_Text provided_
┌──
The life lessons fly:

- Every married woman should know how to work a pole (Yes, this was from 2 Christian women)
- Marry a GEEK, polish is a good thing, and geeks rule the world ( I have a lot of advice for singles)
- You can tell a lot about a woman from her handbag (The Author is carrying her life in the bag)
- Lingerie is appropriate tea conversation - and is featured a local museums too (The quiet ones, you gotta watch them.)
- Private vs. Public School which really equates to the quality of teacher wherever you find 'em
- The Power of Vocabulary (The PhD one makes me laugh because her studies compile more $12 words than should be allowed - and my 4 year old can bring her to her knees. Auntie, he'll say - where is your husband, as he tries to identify his whereabouts or take the job himself. We are all educated women having a real good time. )

We begin laughing hysterically about men, bosoms, lingerie, spanxs, education, politics and I have a few belly laughs that we can talk about anything. I would be safe knowing we'll never see each other again - but I hope we do. Who needs refined? Other tables stare - but I am now told we are seated with a Corporate Partner for the tea house - it is fitting that she should have so much fun. The looks from the other guest make me think I should direct them to the museum for their refined experience, we are here to have fun. With all of the health benefits, tradition, pretty cups and kettles..... what has to happen to make tea profitable is that it has to attract the unrefined too. I am thinking of business opportunities for the owner as I laugh - he should have extended hours to prolong this experience.
└──
_Tasks and exercises_
• 1. In the tea outing post, what does the 4-year-old ask the aunt with the PhD?
• 2. According to the tea outing post, why is it fitting that one woman at the table is having so much fun?
• 3. Extend the tea outing post past its final sentence, keeping its voice.
You won't need the listing for any of this.

_Information_
┌──
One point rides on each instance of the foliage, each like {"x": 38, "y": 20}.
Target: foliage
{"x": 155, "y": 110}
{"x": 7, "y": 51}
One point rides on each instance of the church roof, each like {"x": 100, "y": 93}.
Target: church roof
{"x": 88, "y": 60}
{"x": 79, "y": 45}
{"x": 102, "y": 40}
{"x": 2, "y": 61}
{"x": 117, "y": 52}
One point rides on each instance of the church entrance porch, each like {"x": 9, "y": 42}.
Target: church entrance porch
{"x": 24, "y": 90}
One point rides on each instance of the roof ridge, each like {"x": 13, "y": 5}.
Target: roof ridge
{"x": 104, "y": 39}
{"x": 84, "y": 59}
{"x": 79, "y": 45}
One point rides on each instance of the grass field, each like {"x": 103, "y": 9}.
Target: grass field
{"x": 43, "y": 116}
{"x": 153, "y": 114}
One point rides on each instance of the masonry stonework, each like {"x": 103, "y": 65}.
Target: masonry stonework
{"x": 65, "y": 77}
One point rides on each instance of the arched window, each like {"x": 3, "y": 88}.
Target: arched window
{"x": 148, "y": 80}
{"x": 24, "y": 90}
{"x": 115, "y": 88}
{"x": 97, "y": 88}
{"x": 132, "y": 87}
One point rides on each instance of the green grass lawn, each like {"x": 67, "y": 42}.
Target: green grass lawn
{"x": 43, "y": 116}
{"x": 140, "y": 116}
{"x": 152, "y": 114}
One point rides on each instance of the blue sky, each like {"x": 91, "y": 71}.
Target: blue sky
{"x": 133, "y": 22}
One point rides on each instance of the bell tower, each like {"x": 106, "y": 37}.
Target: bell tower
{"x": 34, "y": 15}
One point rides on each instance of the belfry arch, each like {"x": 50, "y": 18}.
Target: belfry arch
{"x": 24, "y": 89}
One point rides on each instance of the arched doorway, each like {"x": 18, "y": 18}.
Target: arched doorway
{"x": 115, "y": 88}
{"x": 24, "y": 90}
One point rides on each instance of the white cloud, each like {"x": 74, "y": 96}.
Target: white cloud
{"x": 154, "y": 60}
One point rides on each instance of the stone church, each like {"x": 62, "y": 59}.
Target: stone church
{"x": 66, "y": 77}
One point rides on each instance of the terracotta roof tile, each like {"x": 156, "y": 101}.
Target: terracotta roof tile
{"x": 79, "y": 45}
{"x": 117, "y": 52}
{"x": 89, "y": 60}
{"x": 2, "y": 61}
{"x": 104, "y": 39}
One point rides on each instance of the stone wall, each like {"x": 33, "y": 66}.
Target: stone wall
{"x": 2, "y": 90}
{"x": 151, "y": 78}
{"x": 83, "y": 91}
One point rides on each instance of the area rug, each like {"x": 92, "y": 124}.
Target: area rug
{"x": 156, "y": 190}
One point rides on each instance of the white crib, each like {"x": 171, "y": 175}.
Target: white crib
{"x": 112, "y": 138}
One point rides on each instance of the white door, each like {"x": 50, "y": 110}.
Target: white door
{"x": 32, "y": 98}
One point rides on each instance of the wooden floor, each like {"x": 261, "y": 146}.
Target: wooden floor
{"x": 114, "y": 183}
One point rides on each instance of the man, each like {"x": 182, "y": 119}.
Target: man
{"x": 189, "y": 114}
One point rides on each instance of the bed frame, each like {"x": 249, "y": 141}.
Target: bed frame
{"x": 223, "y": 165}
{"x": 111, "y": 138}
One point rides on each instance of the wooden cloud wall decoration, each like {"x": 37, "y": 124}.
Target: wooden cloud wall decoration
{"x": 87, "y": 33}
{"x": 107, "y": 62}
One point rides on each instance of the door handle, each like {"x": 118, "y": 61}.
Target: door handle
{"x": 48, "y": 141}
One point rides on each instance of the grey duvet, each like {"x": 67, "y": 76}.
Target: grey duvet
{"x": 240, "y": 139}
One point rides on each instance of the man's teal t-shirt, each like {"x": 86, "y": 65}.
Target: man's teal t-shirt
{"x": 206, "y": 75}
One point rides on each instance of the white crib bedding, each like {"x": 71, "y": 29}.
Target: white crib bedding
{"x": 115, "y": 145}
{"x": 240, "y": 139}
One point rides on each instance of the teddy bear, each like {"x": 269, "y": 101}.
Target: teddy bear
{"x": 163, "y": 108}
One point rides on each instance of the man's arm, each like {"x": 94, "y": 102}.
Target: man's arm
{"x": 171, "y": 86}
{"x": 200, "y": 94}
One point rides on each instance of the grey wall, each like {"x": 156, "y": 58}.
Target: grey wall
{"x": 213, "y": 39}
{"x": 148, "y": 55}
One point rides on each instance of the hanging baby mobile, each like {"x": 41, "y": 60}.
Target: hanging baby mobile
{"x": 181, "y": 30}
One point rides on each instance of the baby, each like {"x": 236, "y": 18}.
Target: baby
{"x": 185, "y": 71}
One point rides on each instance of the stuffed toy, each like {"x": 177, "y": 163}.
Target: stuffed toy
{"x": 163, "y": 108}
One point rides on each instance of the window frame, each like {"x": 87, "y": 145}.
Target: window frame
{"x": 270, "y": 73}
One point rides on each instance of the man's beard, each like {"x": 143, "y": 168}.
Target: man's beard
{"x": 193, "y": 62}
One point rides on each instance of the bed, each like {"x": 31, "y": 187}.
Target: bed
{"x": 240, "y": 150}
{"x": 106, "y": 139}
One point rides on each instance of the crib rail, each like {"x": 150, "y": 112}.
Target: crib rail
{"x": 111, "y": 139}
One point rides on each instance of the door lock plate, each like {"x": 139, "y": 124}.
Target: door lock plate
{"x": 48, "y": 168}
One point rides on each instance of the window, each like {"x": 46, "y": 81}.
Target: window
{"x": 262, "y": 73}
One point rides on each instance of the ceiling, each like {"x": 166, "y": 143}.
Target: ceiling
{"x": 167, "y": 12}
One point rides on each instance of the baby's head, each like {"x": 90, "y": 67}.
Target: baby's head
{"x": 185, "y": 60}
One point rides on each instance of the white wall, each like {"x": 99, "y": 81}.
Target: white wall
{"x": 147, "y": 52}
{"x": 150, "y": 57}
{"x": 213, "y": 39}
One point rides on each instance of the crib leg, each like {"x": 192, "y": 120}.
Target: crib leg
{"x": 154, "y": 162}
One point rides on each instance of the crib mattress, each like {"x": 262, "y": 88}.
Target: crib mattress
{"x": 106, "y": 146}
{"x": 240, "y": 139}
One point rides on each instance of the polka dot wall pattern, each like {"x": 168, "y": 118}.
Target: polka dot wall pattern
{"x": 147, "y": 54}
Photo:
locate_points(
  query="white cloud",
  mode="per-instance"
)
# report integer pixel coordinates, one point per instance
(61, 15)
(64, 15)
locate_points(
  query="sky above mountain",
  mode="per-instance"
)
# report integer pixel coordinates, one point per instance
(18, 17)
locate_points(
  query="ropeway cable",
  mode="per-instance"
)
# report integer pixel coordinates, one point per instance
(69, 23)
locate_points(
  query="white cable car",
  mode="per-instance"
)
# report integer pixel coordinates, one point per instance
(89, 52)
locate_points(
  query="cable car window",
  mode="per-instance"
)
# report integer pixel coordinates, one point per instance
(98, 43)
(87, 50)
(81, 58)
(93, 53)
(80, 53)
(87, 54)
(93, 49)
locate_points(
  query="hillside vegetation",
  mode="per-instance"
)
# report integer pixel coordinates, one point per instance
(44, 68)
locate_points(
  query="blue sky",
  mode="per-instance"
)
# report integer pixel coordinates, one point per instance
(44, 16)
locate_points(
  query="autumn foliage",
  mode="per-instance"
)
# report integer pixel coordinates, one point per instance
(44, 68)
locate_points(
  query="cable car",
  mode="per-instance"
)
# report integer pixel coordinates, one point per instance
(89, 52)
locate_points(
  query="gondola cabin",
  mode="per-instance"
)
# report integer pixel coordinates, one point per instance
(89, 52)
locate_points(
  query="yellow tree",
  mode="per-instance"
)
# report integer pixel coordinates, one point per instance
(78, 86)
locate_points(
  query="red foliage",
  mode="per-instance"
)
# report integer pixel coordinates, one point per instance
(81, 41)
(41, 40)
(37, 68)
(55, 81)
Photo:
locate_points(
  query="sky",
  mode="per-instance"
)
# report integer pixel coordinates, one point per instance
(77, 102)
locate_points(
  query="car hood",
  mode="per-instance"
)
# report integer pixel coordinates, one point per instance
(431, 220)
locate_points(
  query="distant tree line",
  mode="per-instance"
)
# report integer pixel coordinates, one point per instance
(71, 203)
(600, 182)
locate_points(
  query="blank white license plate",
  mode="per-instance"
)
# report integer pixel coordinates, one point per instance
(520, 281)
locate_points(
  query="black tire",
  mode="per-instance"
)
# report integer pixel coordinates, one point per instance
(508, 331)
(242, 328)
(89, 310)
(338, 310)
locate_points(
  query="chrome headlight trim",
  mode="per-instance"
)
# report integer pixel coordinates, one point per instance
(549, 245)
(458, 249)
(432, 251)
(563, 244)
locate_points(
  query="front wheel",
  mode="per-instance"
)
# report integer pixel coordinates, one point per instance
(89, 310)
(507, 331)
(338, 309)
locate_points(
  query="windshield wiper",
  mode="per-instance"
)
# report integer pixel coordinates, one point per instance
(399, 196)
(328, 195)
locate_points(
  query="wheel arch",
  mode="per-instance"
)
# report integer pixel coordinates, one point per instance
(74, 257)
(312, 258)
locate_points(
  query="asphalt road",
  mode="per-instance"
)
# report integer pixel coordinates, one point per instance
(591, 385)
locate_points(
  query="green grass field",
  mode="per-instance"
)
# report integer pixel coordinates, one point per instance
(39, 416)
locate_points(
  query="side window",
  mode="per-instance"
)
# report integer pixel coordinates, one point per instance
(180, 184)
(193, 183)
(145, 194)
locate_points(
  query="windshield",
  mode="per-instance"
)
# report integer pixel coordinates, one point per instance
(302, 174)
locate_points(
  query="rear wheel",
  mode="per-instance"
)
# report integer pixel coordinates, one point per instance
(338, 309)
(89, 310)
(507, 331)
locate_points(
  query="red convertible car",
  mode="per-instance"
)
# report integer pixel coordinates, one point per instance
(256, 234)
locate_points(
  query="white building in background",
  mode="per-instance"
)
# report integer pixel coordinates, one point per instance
└──
_Solved tasks_
• 1. He asks her where her husband is.

• 2. The narrator learns that the group is seated with a Corporate Partner for the tea house. Because she is tied to the business, it suits her to be enjoying herself there.

• 3.
Don't get me wrong. I can talk about European trips and the etiquette of a lady with the best of them, but it is not a priority on the one night I'm not with my children. They surely come up, but I am delighted to experience being a woman again. Not once did I have to warn anyone about the temperature of the teapot, the lit candle, the breakable glass or to be kind to their neighbor. Although we don't know each other one might have thought we'd had a little Long Island Iced Tea....when joy was simply our drug of choice. We talk about getting together again for the great music, tremendous conversation, laughter and even tea. After learning you can decaf your own tea I become committed to savoring the first 40 seconds of any tea cup more than ever - full bodied is what I desire. I smell leaves, I watch the color explode, I dissect the taste on my palate, and I am sure of what I like. Refined does not equate with being learned at tea - I believe you either have it or you do not. Fuller bodied = Richer Life.

The evening comes to a close and I think about the possibilities. I have some overly simple idea of the American Dream being fulfilled by women who connect over tea and know as much about the art as they do about an effective strip tease for your husband. I think it is great that our unrefined conversation was so much fun. I regret I didn't get the card of the musician and I warn the ladies that I will write about them. I think journals should be at least as entertaining as blogs and I assure them that I'll be kind. I won't talk about the snorts, bra adjustments, figure envy, and the dating status of those at the table - that would be inappropriate. I know in my mind I'll write about the power of possibilities when good people unite over the refined art of tea.